Given task
Rewrite all of the lines below, replacing every occurrence of "marker" with "dot" and keeping everything else the same. Leave the pictures out of your answer.

Data to use
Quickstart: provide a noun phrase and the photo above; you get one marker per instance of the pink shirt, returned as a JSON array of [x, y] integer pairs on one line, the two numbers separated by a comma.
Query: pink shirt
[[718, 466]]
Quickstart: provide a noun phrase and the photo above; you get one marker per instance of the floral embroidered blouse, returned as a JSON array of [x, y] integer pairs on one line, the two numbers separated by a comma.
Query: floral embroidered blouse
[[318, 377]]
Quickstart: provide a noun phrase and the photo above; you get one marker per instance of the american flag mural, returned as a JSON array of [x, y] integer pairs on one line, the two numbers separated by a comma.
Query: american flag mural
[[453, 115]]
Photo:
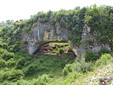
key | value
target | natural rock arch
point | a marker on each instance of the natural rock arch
(44, 33)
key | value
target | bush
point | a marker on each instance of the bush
(11, 63)
(6, 55)
(90, 56)
(20, 63)
(42, 80)
(83, 66)
(104, 59)
(103, 50)
(67, 69)
(13, 75)
(2, 50)
(2, 63)
(31, 69)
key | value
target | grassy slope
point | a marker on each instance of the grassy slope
(93, 77)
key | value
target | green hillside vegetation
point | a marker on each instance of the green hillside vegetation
(17, 67)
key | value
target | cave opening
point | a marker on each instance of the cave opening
(55, 48)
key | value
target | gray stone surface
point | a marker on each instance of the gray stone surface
(45, 33)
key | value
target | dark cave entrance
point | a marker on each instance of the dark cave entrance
(55, 48)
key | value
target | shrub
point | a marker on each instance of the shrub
(6, 55)
(90, 56)
(102, 51)
(2, 50)
(2, 63)
(67, 69)
(31, 69)
(13, 75)
(42, 80)
(11, 63)
(20, 63)
(83, 66)
(104, 59)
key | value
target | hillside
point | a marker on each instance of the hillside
(67, 47)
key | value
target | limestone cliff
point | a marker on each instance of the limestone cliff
(45, 33)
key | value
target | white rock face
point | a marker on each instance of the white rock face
(45, 33)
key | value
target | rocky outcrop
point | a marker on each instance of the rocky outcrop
(45, 33)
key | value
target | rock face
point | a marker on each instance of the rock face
(45, 33)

Output for this exercise
Quickstart: provide a noun phrase and the photo above; you get one dot per instance of the pink shirt, returned as a JSON array of [x, y] integer pairs on one line, the two numbers separated by a comma.
Query: pink shirt
[[718, 466]]
Quickstart: provide a noun phrase and the photo above; you get one dot per instance of the floral embroidered blouse, returned as a JSON array of [x, y] integer pairs on one line, the two numbers separated by a comma.
Query: floral embroidered blouse
[[318, 377]]
Quickstart: provide a noun phrase and the photo above; you get one dot per instance of the american flag mural, returned as a JSON array of [x, y] integer pairs on one line, the two numbers separated by a comma.
Query: american flag mural
[[453, 115]]
Photo:
key | value
target | natural rock arch
point | a dot on each instance of the natural rock arch
(44, 33)
key | value
target | bush
point | a dot on each instance of the bush
(11, 63)
(6, 55)
(90, 56)
(20, 63)
(42, 80)
(83, 66)
(104, 59)
(103, 50)
(67, 69)
(13, 75)
(2, 50)
(2, 63)
(31, 69)
key | value
target | grassy slope
point | a dot on each instance of the grassy slope
(93, 77)
key | value
target | green hillside vegetation
point | a dot on each instance of the green hillside vegetation
(17, 67)
key | value
target | cave opening
point | a dot on each instance of the cave opening
(55, 48)
key | value
target | gray stone surface
point | a dot on each instance of the gray stone surface
(45, 33)
key | value
target | dark cave entrance
point | a dot on each instance of the dark cave entrance
(55, 48)
key | value
target | shrub
point | a dot on each instance of the shrub
(6, 55)
(90, 56)
(102, 51)
(2, 50)
(2, 63)
(67, 69)
(31, 69)
(13, 75)
(42, 80)
(11, 63)
(20, 63)
(83, 66)
(104, 59)
key | value
target | hillside
point | a dot on each instance of the hillside
(67, 47)
key | value
target | limestone cliff
point | a dot on each instance of the limestone cliff
(45, 33)
key | value
target | white rock face
point | a dot on each instance of the white rock face
(45, 33)
key | value
target | rocky outcrop
point | a dot on each instance of the rocky outcrop
(45, 33)
key | value
target | rock face
point | a dot on each instance of the rock face
(45, 33)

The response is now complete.